TASK: Everything from the line containing "Every instance of the road lane" down to the last line of the entries below must be transcribed exactly, and nothing else.

GIVEN DATA:
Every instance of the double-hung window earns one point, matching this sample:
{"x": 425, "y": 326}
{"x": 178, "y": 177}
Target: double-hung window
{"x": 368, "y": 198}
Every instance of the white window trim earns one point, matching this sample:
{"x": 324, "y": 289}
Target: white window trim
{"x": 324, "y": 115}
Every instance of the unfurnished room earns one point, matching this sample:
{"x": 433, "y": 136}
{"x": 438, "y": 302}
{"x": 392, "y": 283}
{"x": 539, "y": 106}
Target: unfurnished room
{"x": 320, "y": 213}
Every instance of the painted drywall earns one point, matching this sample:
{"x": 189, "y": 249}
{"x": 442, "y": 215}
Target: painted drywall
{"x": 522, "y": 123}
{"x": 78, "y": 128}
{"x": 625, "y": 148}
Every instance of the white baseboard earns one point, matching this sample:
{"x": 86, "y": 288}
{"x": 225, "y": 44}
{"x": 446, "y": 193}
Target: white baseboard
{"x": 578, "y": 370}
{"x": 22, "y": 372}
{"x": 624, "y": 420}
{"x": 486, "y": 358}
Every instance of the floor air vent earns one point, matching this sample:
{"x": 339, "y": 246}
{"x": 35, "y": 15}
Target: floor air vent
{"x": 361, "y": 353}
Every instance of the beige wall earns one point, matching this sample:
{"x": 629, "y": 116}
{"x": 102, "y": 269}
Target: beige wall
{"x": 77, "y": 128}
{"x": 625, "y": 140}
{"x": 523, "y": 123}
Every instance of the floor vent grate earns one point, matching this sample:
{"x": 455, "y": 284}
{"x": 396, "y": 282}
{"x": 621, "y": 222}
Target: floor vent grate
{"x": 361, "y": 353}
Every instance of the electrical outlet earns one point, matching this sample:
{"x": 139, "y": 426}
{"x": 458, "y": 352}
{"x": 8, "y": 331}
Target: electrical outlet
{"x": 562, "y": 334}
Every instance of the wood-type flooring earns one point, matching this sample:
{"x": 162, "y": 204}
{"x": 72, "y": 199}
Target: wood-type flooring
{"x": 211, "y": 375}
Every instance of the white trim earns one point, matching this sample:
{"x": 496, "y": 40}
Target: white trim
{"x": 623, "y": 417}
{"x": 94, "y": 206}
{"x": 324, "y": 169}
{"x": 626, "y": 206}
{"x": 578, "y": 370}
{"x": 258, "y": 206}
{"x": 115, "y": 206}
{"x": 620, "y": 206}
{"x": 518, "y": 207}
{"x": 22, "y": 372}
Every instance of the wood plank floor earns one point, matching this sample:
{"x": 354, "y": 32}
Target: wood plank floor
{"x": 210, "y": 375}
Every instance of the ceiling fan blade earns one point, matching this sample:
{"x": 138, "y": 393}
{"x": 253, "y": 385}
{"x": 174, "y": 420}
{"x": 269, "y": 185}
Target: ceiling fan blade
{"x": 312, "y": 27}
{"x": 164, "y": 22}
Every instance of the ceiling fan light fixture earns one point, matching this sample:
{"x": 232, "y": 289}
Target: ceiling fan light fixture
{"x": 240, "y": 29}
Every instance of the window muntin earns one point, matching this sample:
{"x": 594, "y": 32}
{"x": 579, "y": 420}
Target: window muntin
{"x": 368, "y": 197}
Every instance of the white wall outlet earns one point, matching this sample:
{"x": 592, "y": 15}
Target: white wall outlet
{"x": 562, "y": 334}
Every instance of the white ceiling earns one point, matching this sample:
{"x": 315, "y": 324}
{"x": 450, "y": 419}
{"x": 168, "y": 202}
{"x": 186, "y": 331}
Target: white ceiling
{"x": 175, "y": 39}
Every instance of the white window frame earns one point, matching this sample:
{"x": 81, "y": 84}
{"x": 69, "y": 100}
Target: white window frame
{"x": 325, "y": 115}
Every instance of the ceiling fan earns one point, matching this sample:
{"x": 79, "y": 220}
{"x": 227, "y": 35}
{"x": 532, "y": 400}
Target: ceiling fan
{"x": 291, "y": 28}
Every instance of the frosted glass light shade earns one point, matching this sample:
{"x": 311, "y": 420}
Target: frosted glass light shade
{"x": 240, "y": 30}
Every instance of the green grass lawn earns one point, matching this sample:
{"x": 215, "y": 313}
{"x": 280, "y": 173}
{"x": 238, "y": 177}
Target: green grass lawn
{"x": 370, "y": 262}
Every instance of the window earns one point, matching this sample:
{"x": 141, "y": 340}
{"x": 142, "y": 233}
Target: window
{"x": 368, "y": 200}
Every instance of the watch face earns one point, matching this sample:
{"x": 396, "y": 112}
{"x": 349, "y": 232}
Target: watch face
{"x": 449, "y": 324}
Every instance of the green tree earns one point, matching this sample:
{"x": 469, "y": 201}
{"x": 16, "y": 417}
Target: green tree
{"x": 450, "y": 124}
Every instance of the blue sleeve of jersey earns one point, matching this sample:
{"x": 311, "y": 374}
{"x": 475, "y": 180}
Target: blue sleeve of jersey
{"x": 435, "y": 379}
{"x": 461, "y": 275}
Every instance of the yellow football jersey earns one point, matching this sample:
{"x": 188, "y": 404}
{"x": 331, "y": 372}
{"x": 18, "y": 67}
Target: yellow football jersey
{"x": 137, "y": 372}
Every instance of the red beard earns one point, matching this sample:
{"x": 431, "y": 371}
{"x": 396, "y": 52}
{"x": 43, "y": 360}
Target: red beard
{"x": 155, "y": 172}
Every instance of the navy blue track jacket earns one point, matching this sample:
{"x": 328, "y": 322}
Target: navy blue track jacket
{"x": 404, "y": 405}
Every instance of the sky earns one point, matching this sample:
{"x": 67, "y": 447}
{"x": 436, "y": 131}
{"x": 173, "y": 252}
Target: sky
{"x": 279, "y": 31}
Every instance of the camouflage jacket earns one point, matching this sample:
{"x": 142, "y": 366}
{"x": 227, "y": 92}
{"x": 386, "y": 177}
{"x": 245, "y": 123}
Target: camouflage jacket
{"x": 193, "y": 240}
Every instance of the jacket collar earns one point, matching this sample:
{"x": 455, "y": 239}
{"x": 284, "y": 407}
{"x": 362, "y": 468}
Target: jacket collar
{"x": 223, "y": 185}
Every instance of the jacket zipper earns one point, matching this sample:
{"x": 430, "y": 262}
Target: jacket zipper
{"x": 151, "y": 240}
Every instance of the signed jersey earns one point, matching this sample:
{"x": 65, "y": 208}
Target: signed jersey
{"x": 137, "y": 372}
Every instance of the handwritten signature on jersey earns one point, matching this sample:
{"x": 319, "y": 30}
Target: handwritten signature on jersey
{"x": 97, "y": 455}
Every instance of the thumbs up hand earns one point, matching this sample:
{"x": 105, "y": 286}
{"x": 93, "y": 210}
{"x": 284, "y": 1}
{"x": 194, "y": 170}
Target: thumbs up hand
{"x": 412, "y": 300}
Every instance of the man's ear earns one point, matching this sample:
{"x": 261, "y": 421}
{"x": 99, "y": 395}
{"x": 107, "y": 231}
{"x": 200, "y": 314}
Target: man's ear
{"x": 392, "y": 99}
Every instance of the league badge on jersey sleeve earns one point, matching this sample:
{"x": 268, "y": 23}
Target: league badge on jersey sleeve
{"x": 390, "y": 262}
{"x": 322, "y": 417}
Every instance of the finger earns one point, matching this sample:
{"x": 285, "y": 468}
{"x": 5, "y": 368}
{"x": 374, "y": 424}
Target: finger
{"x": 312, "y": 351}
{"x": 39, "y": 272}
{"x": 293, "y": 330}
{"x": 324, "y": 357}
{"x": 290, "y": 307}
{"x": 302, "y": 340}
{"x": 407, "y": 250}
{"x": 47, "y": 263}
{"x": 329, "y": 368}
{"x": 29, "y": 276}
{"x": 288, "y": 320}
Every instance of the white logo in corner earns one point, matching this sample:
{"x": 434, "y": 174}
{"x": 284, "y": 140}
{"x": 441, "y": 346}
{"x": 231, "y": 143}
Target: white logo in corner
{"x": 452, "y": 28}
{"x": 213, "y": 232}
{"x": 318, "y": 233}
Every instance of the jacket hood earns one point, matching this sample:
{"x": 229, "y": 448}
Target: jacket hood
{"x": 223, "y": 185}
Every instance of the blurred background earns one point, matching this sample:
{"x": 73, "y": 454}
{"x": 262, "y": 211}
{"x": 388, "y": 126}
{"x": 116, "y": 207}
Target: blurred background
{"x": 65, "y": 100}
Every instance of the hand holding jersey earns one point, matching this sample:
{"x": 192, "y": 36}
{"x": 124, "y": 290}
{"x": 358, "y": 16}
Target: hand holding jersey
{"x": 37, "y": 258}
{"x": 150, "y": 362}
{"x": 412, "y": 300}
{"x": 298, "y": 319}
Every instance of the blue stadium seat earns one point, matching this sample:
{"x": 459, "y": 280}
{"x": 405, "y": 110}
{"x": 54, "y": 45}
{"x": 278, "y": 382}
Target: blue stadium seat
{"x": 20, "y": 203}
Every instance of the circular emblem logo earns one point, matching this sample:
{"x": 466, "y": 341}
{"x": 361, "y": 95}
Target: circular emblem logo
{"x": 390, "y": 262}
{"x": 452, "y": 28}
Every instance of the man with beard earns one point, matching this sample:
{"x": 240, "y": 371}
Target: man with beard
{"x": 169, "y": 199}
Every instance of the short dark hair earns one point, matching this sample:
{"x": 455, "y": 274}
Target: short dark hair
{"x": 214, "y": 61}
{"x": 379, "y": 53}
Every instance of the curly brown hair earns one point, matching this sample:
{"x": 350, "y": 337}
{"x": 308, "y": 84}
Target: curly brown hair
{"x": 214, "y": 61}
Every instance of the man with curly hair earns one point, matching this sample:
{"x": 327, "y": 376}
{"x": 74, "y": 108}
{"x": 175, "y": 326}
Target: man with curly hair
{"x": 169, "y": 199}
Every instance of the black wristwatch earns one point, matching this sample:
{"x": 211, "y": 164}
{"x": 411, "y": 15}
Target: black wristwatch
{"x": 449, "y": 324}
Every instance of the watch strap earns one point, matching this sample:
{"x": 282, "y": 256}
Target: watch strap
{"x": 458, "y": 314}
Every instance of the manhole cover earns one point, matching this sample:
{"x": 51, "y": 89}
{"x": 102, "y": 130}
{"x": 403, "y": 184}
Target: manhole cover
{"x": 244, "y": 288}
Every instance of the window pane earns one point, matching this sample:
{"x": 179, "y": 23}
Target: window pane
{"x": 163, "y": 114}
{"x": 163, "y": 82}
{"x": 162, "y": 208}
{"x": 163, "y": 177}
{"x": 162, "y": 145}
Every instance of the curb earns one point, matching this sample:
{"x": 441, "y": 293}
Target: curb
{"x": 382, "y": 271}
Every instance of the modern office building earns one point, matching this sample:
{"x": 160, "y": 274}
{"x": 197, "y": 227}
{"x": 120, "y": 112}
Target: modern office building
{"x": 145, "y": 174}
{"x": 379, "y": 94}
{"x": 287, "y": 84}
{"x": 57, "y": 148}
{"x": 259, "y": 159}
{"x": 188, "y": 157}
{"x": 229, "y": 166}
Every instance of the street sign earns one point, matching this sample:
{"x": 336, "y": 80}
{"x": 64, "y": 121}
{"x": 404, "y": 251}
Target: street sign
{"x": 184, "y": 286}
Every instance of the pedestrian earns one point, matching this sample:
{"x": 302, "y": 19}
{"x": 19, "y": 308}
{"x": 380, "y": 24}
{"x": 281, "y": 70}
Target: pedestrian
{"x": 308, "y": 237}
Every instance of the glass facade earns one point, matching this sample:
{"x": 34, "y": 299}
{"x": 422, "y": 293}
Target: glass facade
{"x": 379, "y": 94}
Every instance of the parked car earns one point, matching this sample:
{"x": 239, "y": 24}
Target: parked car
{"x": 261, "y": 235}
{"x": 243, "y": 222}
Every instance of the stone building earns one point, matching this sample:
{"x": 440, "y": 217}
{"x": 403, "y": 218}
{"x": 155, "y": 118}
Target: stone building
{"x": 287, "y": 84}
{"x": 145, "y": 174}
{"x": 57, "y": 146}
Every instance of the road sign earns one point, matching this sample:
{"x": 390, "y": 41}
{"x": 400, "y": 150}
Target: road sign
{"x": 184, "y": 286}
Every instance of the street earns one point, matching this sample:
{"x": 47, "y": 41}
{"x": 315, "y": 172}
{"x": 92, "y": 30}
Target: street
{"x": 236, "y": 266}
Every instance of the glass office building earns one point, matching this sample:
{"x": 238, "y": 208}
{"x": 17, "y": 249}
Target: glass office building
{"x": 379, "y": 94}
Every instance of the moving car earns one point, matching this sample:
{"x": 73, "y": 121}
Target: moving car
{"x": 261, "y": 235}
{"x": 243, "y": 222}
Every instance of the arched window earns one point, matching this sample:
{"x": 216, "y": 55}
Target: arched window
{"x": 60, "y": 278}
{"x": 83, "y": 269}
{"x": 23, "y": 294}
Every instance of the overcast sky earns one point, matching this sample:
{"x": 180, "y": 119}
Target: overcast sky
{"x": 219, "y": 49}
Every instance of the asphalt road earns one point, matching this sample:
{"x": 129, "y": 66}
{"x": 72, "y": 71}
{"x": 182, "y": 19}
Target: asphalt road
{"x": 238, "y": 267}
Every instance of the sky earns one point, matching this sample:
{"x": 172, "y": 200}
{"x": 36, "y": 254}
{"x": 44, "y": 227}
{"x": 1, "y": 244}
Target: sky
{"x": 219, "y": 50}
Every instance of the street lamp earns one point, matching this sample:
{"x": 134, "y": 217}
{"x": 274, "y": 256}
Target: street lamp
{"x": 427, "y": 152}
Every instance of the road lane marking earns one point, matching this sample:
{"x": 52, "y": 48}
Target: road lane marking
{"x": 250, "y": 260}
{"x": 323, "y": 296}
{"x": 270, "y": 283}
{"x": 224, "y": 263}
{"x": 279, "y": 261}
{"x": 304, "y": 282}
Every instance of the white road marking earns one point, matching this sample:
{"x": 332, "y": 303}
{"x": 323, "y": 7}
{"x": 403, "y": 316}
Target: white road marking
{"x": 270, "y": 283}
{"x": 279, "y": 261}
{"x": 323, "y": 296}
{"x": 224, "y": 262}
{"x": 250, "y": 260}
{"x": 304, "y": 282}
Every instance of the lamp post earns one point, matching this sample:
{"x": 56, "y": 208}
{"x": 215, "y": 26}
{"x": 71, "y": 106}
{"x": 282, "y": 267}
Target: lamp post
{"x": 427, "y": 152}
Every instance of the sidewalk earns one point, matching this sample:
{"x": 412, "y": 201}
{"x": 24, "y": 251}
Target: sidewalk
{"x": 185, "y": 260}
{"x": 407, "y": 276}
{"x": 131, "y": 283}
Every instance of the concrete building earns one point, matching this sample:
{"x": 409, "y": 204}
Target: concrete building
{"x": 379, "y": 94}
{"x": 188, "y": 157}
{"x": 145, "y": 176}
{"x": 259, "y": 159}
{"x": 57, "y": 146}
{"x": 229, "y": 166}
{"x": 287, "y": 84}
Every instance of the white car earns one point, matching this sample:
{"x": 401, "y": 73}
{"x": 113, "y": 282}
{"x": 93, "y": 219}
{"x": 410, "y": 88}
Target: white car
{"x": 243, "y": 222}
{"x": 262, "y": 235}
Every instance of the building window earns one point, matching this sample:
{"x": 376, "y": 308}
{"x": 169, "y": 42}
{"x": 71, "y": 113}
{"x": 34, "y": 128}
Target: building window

COMPLETED EXERCISE:
Every instance of the road lane marking earns one point, matching this sample:
{"x": 52, "y": 48}
Target: road lane marking
{"x": 250, "y": 260}
{"x": 323, "y": 296}
{"x": 270, "y": 283}
{"x": 224, "y": 263}
{"x": 279, "y": 261}
{"x": 304, "y": 282}
Every instance of the white road marking earns one point, matching this sample:
{"x": 332, "y": 303}
{"x": 323, "y": 7}
{"x": 403, "y": 316}
Target: white road marking
{"x": 270, "y": 283}
{"x": 279, "y": 261}
{"x": 323, "y": 296}
{"x": 224, "y": 262}
{"x": 250, "y": 260}
{"x": 304, "y": 282}
Every instance of the lamp post earns one point, matching this sample:
{"x": 56, "y": 208}
{"x": 215, "y": 26}
{"x": 71, "y": 106}
{"x": 282, "y": 267}
Target: lamp post
{"x": 427, "y": 152}
Every instance of the sidewalk earns one point, matching this sample:
{"x": 412, "y": 201}
{"x": 24, "y": 251}
Target: sidewalk
{"x": 185, "y": 260}
{"x": 407, "y": 276}
{"x": 131, "y": 283}
Every instance of the concrete building earns one point, matching this sample:
{"x": 409, "y": 204}
Target: concrete building
{"x": 379, "y": 94}
{"x": 188, "y": 157}
{"x": 145, "y": 176}
{"x": 259, "y": 159}
{"x": 57, "y": 146}
{"x": 229, "y": 166}
{"x": 287, "y": 84}
Every instance of the white car earns one point, matching this sample:
{"x": 401, "y": 73}
{"x": 113, "y": 282}
{"x": 93, "y": 219}
{"x": 410, "y": 88}
Target: white car
{"x": 243, "y": 222}
{"x": 262, "y": 235}
Every instance of the building window earns one point, matching this sample:
{"x": 376, "y": 308}
{"x": 169, "y": 42}
{"x": 71, "y": 113}
{"x": 34, "y": 128}
Target: building window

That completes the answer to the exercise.